Warum kein Aufbruch in der katholischen Kirche?
(explizit.net)
Priester, die größere Seelsorgeverbünde leiten, sind nicht nur mit vielen Aufgaben belastet, sie beobachten die Auflösung bisheriger Pfarr- und Gemeindestrukturen. Sie sehen sich nicht nur an ihrem eigentlichen priesterlichen Auftrag durch die Managementaufgaben gehindert, sie fühlen sich in diesem Auftrag auch von den Mitgliedern der Kerngemeinde nicht mehr so richtig gewollt. Sie sollen eigentlich das Unternehmen „Kirche“ vor Ort am Laufen halten. Die theologischen Inhalte sind wenig gefragt und die Vielfalt der Aufgaben hindert sie, sich theologisch auf dem Laufenden zu halten. Zudem ist die Struktur der Seelsorgsorganisation so ausdifferenziert, dass es einen braucht, der den Überblick behält. Das ist der leitende Pfarrer eines Seelsorgebereiches. Diese Aufgaben beanspruchen nicht nur Zeit, sondern auch Energie. Warum führen aber die neuen Strukturen, d.h. die Räume, die weit größer sind als der Umkreis des bisherigen Kirchturms, nicht zu einem Aufbruch und warum ist das Leitwort des Mannheimer Katholikentages 2012 „Einen neuen Aufbruch wagen“ ein leeres Versprechen geblieben?
Die katholische Kirche gewinnt nicht die aktiven Milieus
Veränderungen in der Gesellschaft werden meist von den nachwachsenden Milieus betrieben. Gegenwärtig sind es die Modernen Performer und die Expeditiven. Die Modernen Performer sind die etwa 25% der leistungsorientiertesten jungen Erwachsenen. Sie sind gut ausgebildet, über die Social Media vernetzt und bauen an der durch Computer und Internet bestimmten technischen Kultur. Die Expeditiven sind die Experimentierer, sie gehen weniger planvoll vor, sie erkunden die neue Kultur, die sich abzeichnet, sind an den verschiedenen Formen der Kultur interessiert und lassen sich kaum festlegen.
Für die Modernen Performer ist das kirchliche Leben viel zu umständlich organisiert, lange Sitzungen von Gremien bemessen sie an dem geringen Output. Sie sind durchaus bereit, das katholische Werteinventar zu übernehmen, sehen aber, dass die Repräsentanten der Kirche sich ablenken lassen, genau diese Werte in die Gesellschaft zu tragen, für die die katholische Kirche stehen soll. Insgesamt wird für sie, auch in den Gottesdiensten, zu viel „gelabert“.

Bereitgestellte Datensätze:
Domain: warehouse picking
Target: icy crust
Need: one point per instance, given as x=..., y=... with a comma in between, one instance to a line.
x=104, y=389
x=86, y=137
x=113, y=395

Aufgaben:
• 1. Gib den Text über die katholische Kirche von „Die katholische Kirche gewinnt“ bis „sich kaum festlegen.“ wieder und benenne dabei „Expeditiven“ in „Entdecker“ um.
• 2. Beantworte anhand des Textes über die katholische Kirche folgende Fragen:
(a) Welches Leitwort hatte der Mannheimer Katholikentag 2012?
(b) Wer behält den Überblick über die ausdifferenzierte Struktur der Seelsorgsorganisation?
(c) Woran bemessen die Modernen Performer lange Sitzungen von Gremien?
• 3. Erkläre in einem bis drei Sätzen, warum es nach dem Text über die katholische Kirche einen leitenden Pfarrer braucht, der den Überblick behält.
Die Datensätze werden hier nicht benötigt.

Antworten je Aufgabe:
• 1.
Die katholische Kirche gewinnt nicht die aktiven Milieus
Veränderungen in der Gesellschaft werden meist von den nachwachsenden Milieus betrieben. Gegenwärtig sind es die Modernen Performer und die Entdecker. Die Modernen Performer sind die etwa 25% der leistungsorientiertesten jungen Erwachsenen. Sie sind gut ausgebildet, über die Social Media vernetzt und bauen an der durch Computer und Internet bestimmten technischen Kultur. Die Entdecker sind die Experimentierer, sie gehen weniger planvoll vor, sie erkunden die neue Kultur, die sich abzeichnet, sind an den verschiedenen Formen der Kultur interessiert und lassen sich kaum festlegen.

• 2.
(a) Das Leitwort lautete „Einen neuen Aufbruch wagen“.
(b) Der leitende Pfarrer eines Seelsorgebereiches behält den Überblick.
(c) Sie bemessen sie an dem geringen Output.

• 3. Die Struktur der Seelsorgsorganisation ist so ausdifferenziert, dass jemand den Überblick behalten muss. Diese Aufgabe übernimmt der leitende Pfarrer eines Seelsorgebereiches.